▶ _Written exercise_:
Repeat the following lines exactly and nothing else: the line containing "Practice. Find the marching" and each line after it through the end of the listing.

◇ ◇ ◇ ◇

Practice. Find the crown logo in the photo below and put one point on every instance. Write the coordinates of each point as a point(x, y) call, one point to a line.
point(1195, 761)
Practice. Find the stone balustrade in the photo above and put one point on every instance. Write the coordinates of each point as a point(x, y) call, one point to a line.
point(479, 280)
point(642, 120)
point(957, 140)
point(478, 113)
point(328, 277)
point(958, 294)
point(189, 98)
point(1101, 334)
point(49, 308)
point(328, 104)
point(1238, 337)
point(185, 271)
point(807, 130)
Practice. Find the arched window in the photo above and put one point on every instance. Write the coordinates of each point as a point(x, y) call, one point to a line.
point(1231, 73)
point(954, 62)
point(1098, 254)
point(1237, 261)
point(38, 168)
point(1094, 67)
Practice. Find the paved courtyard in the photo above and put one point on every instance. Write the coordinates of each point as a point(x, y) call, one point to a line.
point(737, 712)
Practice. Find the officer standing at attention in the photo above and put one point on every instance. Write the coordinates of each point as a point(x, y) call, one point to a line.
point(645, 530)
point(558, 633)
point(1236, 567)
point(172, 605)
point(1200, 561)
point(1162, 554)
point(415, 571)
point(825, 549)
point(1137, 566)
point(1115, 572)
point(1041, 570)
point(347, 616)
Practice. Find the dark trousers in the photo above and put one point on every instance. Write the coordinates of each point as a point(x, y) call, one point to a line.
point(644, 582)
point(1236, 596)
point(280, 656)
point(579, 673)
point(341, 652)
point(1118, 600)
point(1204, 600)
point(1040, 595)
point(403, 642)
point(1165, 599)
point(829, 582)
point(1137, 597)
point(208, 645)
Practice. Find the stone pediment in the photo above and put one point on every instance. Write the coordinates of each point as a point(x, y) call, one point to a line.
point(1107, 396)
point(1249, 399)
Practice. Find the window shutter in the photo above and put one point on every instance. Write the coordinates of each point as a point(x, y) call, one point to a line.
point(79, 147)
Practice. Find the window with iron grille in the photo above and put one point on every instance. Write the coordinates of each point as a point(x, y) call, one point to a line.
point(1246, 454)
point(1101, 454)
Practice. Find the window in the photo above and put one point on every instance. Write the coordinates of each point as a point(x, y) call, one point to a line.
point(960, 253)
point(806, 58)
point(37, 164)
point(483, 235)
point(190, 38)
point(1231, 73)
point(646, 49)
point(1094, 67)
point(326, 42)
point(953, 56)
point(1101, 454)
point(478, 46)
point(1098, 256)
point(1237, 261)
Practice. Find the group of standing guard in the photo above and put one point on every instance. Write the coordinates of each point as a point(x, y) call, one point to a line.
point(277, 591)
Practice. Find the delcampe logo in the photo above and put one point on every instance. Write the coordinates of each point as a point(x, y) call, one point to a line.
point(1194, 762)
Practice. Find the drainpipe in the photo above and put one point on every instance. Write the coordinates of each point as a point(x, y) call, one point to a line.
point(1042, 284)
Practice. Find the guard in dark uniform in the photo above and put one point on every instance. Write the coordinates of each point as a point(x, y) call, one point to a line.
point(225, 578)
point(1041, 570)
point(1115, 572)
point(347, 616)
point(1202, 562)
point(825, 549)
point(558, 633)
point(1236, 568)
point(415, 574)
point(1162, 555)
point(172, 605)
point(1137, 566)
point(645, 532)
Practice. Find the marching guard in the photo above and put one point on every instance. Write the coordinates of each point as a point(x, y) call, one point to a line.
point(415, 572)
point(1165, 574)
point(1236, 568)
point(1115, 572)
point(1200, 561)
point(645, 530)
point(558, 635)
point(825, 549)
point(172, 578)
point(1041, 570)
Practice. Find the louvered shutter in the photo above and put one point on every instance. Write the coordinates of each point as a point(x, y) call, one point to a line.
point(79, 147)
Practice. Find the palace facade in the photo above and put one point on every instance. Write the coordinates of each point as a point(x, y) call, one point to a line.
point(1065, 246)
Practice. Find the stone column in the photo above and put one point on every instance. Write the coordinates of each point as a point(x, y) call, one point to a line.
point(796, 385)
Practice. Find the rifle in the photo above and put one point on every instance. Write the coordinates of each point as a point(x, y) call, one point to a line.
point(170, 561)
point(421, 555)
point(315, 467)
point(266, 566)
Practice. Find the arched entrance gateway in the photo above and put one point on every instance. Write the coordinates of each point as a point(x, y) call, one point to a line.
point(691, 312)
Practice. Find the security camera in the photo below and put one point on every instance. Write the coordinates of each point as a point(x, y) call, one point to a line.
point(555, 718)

◇ ◇ ◇ ◇

▶ _In response_:
Practice. Find the marching guard in the photo above and put one point on every instance. Write the coordinates of each point as a point(x, y) call, one point to a line.
point(415, 572)
point(1165, 574)
point(1236, 568)
point(1115, 572)
point(1200, 561)
point(645, 530)
point(558, 635)
point(825, 549)
point(172, 578)
point(1041, 570)
Practice. Find the louvered shutter in the photo above and put one point on every instance. Write the coordinates of each point as a point(x, y) call, one point to a line.
point(79, 147)
Practice. Find the palace facade in the photo above and put one point on every instance. Write the coordinates of each point as a point(x, y) call, one point to a line.
point(1065, 246)
Practice. Find the stone column in the photo above and put one point on every instance. Write the coordinates of each point as a point(x, y) call, one point to a line.
point(796, 385)
Practice. Find the rifle in the photo above and put one point on every instance. Write the coordinates of each point as a point(x, y) call, one point to a line.
point(170, 561)
point(421, 555)
point(315, 467)
point(266, 566)
Practice. Find the arched entrance gateway in the photo above and put one point on every instance. Write the coordinates of each point as a point(x, y) call, one point to a line.
point(691, 312)
Practice. Find the security camera in the photo below and put one point on every instance. Write the coordinates of each point as a point(x, y) call, one point to a line.
point(555, 718)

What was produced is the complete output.